(Directions) Express the listing below as a Markdown table with the columns Row and Line. Cover its lines from the start through the line containing "x=309 y=172", numbering each one and leaving out blank lines.

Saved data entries
*****

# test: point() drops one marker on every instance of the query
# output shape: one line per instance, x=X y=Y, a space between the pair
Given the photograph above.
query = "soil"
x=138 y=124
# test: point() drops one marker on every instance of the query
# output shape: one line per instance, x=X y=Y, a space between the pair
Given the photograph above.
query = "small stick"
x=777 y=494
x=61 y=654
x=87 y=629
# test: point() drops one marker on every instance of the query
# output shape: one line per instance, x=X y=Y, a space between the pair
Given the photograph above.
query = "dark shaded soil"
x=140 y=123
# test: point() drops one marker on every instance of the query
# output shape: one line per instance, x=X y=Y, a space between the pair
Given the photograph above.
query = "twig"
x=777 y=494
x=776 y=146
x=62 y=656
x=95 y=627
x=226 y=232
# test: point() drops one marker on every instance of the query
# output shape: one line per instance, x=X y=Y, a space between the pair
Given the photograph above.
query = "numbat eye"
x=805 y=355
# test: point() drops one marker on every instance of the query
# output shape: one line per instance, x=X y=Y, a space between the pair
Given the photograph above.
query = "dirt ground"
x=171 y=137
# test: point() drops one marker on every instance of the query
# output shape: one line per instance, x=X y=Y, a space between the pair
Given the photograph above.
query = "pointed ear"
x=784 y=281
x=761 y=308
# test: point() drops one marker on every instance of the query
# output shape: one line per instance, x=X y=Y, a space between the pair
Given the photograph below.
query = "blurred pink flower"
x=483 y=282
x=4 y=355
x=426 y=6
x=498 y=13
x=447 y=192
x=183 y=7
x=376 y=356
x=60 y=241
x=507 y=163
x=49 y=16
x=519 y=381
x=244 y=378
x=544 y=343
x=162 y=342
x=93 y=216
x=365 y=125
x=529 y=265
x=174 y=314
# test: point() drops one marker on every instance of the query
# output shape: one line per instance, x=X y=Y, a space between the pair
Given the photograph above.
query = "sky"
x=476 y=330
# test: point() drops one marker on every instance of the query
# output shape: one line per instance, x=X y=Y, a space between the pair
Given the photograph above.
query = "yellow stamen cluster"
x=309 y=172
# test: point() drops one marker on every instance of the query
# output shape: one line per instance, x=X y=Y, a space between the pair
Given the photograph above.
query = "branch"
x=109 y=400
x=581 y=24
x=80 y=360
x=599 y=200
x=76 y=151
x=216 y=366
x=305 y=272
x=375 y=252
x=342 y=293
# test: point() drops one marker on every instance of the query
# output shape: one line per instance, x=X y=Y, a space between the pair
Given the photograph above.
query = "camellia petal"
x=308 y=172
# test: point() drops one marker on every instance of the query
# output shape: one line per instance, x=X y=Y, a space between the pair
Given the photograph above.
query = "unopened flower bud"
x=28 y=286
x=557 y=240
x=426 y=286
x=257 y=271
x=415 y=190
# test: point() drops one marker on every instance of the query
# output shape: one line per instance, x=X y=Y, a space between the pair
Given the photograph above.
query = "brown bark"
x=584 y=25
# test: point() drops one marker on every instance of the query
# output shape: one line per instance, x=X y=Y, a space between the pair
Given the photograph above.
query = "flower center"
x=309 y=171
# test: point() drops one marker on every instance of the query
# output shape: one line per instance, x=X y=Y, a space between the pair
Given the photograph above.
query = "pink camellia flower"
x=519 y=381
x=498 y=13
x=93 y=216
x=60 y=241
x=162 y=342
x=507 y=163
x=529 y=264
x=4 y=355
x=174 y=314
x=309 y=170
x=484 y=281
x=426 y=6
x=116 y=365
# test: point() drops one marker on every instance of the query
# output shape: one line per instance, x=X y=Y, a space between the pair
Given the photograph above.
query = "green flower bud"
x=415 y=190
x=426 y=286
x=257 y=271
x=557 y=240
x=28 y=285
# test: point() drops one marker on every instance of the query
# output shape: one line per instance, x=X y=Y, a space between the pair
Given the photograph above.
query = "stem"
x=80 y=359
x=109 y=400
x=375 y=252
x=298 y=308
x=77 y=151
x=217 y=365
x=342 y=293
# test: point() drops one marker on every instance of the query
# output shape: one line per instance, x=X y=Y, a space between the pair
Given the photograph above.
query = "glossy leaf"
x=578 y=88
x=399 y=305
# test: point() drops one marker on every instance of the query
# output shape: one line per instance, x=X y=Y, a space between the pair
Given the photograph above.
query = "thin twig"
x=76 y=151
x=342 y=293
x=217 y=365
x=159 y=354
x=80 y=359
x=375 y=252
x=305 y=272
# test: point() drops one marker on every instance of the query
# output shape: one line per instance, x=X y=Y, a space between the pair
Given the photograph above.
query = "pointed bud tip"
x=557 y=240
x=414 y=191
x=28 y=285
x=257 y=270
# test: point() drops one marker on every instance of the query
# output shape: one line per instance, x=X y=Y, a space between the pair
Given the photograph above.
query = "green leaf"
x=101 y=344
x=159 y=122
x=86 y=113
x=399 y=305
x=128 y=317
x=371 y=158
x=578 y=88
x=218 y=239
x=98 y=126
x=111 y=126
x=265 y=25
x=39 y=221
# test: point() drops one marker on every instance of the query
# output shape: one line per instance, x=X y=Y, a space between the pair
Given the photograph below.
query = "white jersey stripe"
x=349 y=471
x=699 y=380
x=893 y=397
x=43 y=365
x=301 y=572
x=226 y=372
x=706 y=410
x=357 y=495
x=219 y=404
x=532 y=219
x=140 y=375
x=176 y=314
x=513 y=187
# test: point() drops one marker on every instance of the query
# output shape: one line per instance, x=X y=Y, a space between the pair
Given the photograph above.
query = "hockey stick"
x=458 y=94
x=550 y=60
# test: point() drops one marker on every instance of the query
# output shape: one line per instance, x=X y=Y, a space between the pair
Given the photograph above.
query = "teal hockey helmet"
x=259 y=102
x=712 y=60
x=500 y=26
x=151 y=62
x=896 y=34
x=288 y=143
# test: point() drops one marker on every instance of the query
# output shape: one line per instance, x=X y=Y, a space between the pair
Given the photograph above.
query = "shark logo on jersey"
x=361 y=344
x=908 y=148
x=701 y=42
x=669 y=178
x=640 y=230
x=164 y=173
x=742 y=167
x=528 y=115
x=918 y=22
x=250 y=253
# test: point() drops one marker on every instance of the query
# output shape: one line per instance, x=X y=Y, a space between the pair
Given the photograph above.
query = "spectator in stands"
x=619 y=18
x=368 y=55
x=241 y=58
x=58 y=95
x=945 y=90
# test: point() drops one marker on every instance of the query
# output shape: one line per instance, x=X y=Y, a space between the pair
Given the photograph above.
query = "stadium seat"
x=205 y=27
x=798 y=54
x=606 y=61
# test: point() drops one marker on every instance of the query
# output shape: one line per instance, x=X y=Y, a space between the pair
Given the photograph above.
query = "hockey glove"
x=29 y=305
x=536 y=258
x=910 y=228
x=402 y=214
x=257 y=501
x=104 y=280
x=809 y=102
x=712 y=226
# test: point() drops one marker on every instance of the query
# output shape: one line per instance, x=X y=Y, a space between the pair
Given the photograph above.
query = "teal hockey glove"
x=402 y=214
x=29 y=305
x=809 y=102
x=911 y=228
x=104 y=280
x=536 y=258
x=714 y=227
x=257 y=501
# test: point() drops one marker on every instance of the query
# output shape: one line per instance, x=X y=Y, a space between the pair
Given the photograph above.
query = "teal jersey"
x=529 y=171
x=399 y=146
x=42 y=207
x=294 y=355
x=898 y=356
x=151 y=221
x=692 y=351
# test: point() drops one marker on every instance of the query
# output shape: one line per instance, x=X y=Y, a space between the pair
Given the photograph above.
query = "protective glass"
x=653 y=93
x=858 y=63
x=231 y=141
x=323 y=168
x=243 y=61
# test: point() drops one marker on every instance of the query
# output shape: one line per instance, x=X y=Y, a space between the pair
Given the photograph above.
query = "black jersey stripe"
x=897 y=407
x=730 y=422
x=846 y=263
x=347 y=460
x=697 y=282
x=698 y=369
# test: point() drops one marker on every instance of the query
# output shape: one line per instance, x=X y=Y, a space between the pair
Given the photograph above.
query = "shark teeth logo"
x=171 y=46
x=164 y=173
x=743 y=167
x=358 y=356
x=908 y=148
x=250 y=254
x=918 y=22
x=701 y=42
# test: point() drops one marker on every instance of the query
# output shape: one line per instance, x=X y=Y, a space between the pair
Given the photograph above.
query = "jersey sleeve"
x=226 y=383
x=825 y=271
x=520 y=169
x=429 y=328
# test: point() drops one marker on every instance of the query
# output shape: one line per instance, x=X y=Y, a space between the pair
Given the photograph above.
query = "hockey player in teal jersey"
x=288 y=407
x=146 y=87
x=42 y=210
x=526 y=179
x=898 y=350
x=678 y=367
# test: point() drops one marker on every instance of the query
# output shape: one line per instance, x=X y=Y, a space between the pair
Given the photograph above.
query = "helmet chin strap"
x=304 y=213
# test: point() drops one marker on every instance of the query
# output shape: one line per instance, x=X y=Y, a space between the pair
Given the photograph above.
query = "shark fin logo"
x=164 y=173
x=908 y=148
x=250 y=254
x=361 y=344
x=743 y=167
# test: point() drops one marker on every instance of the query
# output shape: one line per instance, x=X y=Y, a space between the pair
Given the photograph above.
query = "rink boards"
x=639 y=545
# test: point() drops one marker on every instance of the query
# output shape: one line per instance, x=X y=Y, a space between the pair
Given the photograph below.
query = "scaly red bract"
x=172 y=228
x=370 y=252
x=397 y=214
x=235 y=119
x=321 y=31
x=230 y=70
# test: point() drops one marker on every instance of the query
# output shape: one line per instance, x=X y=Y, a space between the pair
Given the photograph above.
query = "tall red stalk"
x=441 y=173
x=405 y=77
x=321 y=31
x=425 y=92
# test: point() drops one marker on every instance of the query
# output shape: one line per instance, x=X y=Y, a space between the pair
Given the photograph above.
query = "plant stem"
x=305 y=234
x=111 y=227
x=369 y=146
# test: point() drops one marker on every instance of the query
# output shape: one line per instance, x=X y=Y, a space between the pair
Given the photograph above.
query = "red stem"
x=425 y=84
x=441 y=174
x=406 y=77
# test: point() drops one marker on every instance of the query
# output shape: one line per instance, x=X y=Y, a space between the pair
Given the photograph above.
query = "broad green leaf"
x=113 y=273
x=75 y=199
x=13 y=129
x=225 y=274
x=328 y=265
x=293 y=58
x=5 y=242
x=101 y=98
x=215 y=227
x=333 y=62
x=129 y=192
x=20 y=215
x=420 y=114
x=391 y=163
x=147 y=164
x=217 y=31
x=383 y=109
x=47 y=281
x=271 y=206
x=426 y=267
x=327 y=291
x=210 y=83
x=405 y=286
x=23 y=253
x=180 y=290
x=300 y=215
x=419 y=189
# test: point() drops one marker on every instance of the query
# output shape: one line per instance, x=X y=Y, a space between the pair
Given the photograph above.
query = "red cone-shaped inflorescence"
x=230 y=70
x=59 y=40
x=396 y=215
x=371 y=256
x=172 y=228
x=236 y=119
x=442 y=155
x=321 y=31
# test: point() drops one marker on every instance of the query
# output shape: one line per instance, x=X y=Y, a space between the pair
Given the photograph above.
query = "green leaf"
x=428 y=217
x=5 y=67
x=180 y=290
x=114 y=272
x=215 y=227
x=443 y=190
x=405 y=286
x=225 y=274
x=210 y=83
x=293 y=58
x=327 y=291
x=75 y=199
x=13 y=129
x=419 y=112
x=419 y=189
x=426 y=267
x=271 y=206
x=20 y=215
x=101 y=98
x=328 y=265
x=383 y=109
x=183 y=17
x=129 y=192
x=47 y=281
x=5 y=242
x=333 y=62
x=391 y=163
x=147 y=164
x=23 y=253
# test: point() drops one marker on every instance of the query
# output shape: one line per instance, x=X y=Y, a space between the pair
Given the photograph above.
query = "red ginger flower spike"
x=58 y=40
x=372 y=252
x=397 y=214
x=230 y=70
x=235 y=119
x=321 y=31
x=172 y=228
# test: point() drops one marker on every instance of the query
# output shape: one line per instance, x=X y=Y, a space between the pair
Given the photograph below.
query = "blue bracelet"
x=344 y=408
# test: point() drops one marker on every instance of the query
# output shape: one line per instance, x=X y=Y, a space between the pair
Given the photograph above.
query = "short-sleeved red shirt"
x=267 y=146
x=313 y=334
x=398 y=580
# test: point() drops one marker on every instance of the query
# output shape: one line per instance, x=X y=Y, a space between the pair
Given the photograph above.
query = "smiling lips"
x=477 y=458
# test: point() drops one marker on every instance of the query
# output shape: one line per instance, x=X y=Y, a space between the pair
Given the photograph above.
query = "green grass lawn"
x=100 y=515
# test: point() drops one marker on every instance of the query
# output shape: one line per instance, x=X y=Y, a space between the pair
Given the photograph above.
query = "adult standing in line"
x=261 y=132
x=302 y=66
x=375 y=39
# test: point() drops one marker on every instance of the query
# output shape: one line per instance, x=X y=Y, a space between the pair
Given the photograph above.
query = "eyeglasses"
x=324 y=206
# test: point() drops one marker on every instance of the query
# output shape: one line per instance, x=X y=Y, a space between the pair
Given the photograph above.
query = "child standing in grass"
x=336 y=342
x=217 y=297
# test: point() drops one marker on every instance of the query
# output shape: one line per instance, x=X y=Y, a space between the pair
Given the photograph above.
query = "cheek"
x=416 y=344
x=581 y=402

*****

(Exercise result)
| Row | Line |
|---|---|
| 1 | # test: point() drops one marker on every instance of the query |
| 2 | # output shape: one line per instance, x=X y=Y, a space between the pair |
| 3 | Given the photograph above. |
| 4 | query = "soil" |
| 5 | x=138 y=124 |
| 6 | # test: point() drops one marker on every instance of the query |
| 7 | # output shape: one line per instance, x=X y=Y, a space between the pair |
| 8 | Given the photograph above. |
| 9 | query = "small stick" |
| 10 | x=777 y=494 |
| 11 | x=61 y=654 |
| 12 | x=87 y=629 |
| 13 | # test: point() drops one marker on every instance of the query |
| 14 | # output shape: one line per instance, x=X y=Y, a space between the pair |
| 15 | Given the photograph above. |
| 16 | query = "dark shaded soil" |
| 17 | x=140 y=123 |
| 18 | # test: point() drops one marker on every instance of the query |
| 19 | # output shape: one line per instance, x=X y=Y, a space between the pair |
| 20 | Given the photograph above. |
| 21 | query = "twig" |
| 22 | x=777 y=494 |
| 23 | x=776 y=146 |
| 24 | x=62 y=656 |
| 25 | x=95 y=627 |
| 26 | x=226 y=232 |
| 27 | # test: point() drops one marker on every instance of the query |
| 28 | # output shape: one line per instance, x=X y=Y, a space between the pair |
| 29 | Given the photograph above. |
| 30 | query = "numbat eye" |
| 31 | x=805 y=355 |
| 32 | # test: point() drops one marker on every instance of the query |
| 33 | # output shape: one line per instance, x=X y=Y, a space between the pair |
| 34 | Given the photograph above. |
| 35 | query = "dirt ground" |
| 36 | x=171 y=137 |
| 37 | # test: point() drops one marker on every instance of the query |
| 38 | # output shape: one line per instance, x=X y=Y, a space between the pair |
| 39 | Given the photograph above. |
| 40 | query = "pointed ear" |
| 41 | x=784 y=281 |
| 42 | x=761 y=308 |
| 43 | # test: point() drops one marker on every instance of the query |
| 44 | # output shape: one line per instance, x=X y=Y, a space between the pair |
| 45 | Given the photograph below. |
| 46 | query = "blurred pink flower" |
| 47 | x=483 y=282 |
| 48 | x=4 y=355 |
| 49 | x=426 y=6 |
| 50 | x=498 y=13 |
| 51 | x=447 y=192 |
| 52 | x=183 y=7 |
| 53 | x=376 y=356 |
| 54 | x=60 y=241 |
| 55 | x=507 y=163 |
| 56 | x=49 y=16 |
| 57 | x=519 y=381 |
| 58 | x=244 y=378 |
| 59 | x=544 y=343 |
| 60 | x=162 y=342 |
| 61 | x=93 y=216 |
| 62 | x=365 y=125 |
| 63 | x=529 y=265 |
| 64 | x=174 y=314 |
| 65 | # test: point() drops one marker on every instance of the query |
| 66 | # output shape: one line per instance, x=X y=Y, a space between the pair |
| 67 | Given the photograph above. |
| 68 | query = "sky" |
| 69 | x=476 y=330 |
| 70 | # test: point() drops one marker on every instance of the query |
| 71 | # output shape: one line per instance, x=X y=Y, a space between the pair |
| 72 | Given the photograph above. |
| 73 | query = "yellow stamen cluster" |
| 74 | x=309 y=172 |